● ACTIVITY:
Repeat each entry exactly, but do not carry over the pictures.

[Natural language region descriptions]
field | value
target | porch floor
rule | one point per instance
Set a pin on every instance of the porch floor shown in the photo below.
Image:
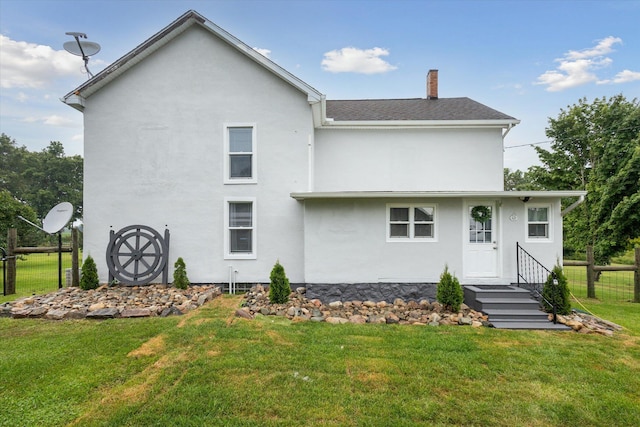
(509, 307)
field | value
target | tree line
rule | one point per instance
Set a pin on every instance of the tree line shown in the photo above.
(595, 147)
(31, 183)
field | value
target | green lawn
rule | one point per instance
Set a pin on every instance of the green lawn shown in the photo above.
(210, 368)
(37, 274)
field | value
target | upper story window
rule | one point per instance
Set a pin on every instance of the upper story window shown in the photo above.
(240, 154)
(538, 222)
(411, 223)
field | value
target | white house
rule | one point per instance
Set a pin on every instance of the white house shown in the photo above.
(195, 132)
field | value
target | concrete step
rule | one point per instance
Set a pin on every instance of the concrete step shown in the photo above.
(531, 324)
(507, 303)
(507, 313)
(503, 291)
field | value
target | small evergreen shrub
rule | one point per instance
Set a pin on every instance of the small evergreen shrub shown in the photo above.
(180, 279)
(279, 289)
(89, 278)
(558, 294)
(449, 292)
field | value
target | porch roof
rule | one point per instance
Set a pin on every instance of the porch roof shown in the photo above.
(319, 195)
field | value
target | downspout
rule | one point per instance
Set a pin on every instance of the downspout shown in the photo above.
(310, 147)
(572, 207)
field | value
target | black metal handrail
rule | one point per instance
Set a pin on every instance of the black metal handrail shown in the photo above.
(534, 274)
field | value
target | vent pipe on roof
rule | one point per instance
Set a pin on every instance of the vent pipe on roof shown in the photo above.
(432, 84)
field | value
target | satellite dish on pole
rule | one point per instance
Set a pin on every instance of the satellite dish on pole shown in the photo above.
(57, 218)
(82, 48)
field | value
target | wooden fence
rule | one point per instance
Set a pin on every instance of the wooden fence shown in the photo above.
(593, 270)
(13, 250)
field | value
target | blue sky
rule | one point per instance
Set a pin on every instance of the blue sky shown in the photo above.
(529, 59)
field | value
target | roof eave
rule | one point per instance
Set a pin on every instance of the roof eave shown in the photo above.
(167, 34)
(444, 124)
(528, 195)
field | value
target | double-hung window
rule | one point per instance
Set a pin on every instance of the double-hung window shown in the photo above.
(240, 228)
(411, 222)
(538, 223)
(240, 154)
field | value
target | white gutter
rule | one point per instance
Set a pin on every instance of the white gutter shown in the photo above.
(525, 196)
(511, 125)
(391, 124)
(574, 205)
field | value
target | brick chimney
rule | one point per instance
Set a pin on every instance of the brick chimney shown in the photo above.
(432, 84)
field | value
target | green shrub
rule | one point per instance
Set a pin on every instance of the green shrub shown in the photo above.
(180, 279)
(556, 294)
(89, 279)
(279, 289)
(449, 292)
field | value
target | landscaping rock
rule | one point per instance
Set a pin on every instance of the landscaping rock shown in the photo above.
(111, 301)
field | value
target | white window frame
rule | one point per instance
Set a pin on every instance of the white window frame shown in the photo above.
(549, 223)
(227, 228)
(412, 223)
(227, 155)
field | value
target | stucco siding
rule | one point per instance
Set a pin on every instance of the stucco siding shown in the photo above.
(154, 156)
(346, 242)
(408, 160)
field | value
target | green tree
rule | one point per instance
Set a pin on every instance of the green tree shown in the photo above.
(52, 178)
(449, 292)
(12, 164)
(595, 148)
(41, 179)
(89, 279)
(279, 289)
(556, 292)
(180, 279)
(10, 208)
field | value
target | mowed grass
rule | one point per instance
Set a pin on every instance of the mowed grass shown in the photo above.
(37, 274)
(212, 368)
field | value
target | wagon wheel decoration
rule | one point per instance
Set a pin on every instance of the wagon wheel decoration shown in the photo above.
(137, 254)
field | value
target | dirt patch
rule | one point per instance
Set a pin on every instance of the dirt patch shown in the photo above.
(149, 348)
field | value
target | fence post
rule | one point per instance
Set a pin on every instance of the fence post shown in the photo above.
(636, 277)
(75, 252)
(12, 243)
(591, 273)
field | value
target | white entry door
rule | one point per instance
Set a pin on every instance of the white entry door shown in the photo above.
(481, 240)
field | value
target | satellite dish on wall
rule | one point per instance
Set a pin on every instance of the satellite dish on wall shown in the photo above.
(82, 48)
(57, 218)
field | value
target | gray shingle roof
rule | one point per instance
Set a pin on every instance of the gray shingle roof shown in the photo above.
(412, 109)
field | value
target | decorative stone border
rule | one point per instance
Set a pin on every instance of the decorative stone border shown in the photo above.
(111, 301)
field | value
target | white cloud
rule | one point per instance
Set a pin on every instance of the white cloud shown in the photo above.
(264, 52)
(577, 68)
(55, 120)
(603, 47)
(624, 76)
(354, 60)
(52, 120)
(29, 65)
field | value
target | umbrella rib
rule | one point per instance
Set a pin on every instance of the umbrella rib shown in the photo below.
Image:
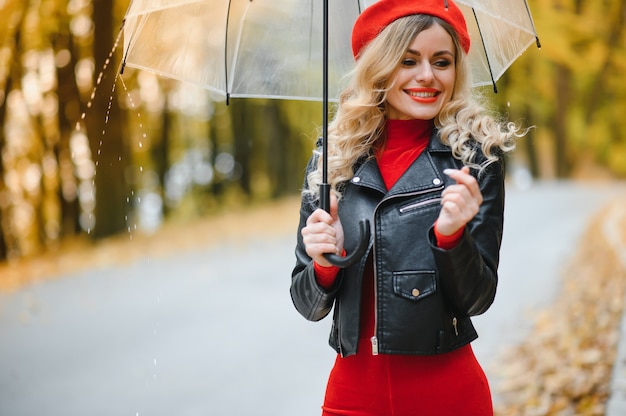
(226, 53)
(532, 23)
(482, 40)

● ANSWER TO THIS PROBLEM:
field | value
target | porch floor
rule | one point per instance
Set a pin on every instance of the porch floor shown in the photo below.
Image:
(509, 307)
field | value
target | tree line
rule | one point per instance
Set a pin on every instance of the tree line shown in the photo above.
(595, 147)
(31, 183)
field | value
target | green lawn
rule | one point per instance
Set a pin on every instance of the green lawn shown in the photo above.
(210, 368)
(37, 274)
field | value
target | upper story window
rule | one point per instance
Set a pin on every instance of the upper story window shown in the photo above.
(240, 154)
(538, 222)
(411, 223)
field | value
target | white house
rule | one point per instance
Set a pin on every instance of the white house shown in the photo above.
(195, 132)
field | value
target | concrete step
rule | one point per instance
Set a pin on every instance of the concrete step shown in the photo above.
(531, 324)
(507, 303)
(507, 313)
(503, 291)
field | value
target | small evergreen shrub
rule | one point per instance
Set a pin on every instance of the small evergreen shrub shown in the photo above.
(180, 279)
(279, 289)
(89, 278)
(558, 294)
(449, 292)
field | value
target | porch roof
rule | one point per instance
Set a pin on every instance of the porch roof shown in the photo above.
(319, 195)
field | value
target | downspout
rule | one point per instance
Set a pin on every instance of the downspout shown in the photo above.
(310, 147)
(572, 207)
field | value
target | black metal handrail
rule | one point per instance
Set a pin on every instance of the black metal handrail shown in the photo above.
(534, 274)
field | value
target | vent pipe on roof
rule | one point per instance
Set a pin on every instance of the vent pipe on roof shown in the photo above.
(432, 84)
field | value
target | satellite dish on pole
rule | one point per instance
Set a pin on every instance of the satellite dish on pole shown in the photo above.
(57, 218)
(82, 48)
field | value
target | wooden fence
rule | one point per instance
Set a pin on every instance of the wooden fence shown in the photo above.
(593, 270)
(13, 250)
field | value
target | blue sky
rule | one point per instance
Set a pin on every instance of the blue sky shown in the photo above.
(529, 59)
field | value
target | roof eave
rule | one point per instance
Set a pin on every instance of the roof eave shown in the photo above.
(167, 34)
(444, 124)
(528, 195)
field | value
target | double-hung window
rule | one point per instance
Set a pin on every instance of the double-hung window shown in the photo above.
(240, 228)
(411, 222)
(538, 223)
(240, 154)
field | value
target | white gutter
rule | one point per instance
Set a pin on every instance of the white gutter shown in the photo above.
(525, 196)
(511, 125)
(391, 124)
(574, 205)
field | value
target | brick chimney
rule | one point per instance
Set a pin on every instance of the brick chimney shown in the photo above.
(432, 84)
field | value
target | green shrub
rule | one point per instance
Set a pin on every instance of the green shrub shown in the photo above.
(180, 279)
(556, 294)
(89, 279)
(279, 289)
(449, 292)
field | value
target | landscaping rock
rule | one point per instance
Set a pin on every instance of the landscaping rock shown in the photo above.
(111, 301)
field | value
target | white window frame
rule | one point per instance
Set a pin on every instance of the white window frame shown in the photo above.
(549, 223)
(227, 228)
(412, 223)
(227, 155)
field | value
target | stucco siding
rule | one point per instance
Set a pin on every instance of the stucco siding shown in the photo above.
(154, 156)
(346, 242)
(408, 160)
field | value
target | green tree
rule | one point per instance
Set a pin on every instance of the green tree shown in the photo above.
(52, 178)
(449, 292)
(12, 164)
(595, 148)
(41, 179)
(89, 279)
(279, 289)
(556, 292)
(180, 279)
(10, 208)
field | value
target | mowed grass
rule | one point per instance
Set a pin on every instance of the mowed grass shown in the photo above.
(37, 274)
(212, 368)
field | value
target | wagon wheel decoration
rule | one point per instance
Set a pin on every instance of the wagon wheel decoration shown in the photo above.
(137, 254)
field | value
target | dirt patch
rule | one point per instance
Set a pin on every instance of the dirt patch shown in the photo above.
(149, 348)
field | value
target | fence post
rule | one point per instance
Set a pin on every instance of the fence post shown in the photo above.
(636, 277)
(75, 252)
(12, 243)
(591, 273)
field | value
target | white entry door
rule | one point per instance
Set a pin on every instance of the white entry door shown in the photo above.
(481, 240)
field | value
target | satellite dish on wall
rule | one point per instance
Set a pin on every instance of the satellite dish on wall shown in the photo above.
(82, 48)
(57, 218)
field | value
target | gray shingle roof
rule | one point per instance
Set a pin on every instance of the gray shingle roof shown in the photo above.
(412, 109)
field | value
target | decorative stone border
rule | one point per instance
Set a pin on every instance of the decorative stone border shown in the photo above.
(111, 301)
field | value
target | white cloud
rule | one point per instance
Set a pin on every instance of the white cloud shown in the photo above.
(264, 52)
(577, 68)
(55, 120)
(603, 47)
(624, 76)
(354, 60)
(52, 120)
(29, 65)
field | value
target | umbrella rib
rule | one point per instance
Set a pin on every instance of the umbrella rib shown in the photo below.
Image:
(226, 53)
(532, 23)
(482, 40)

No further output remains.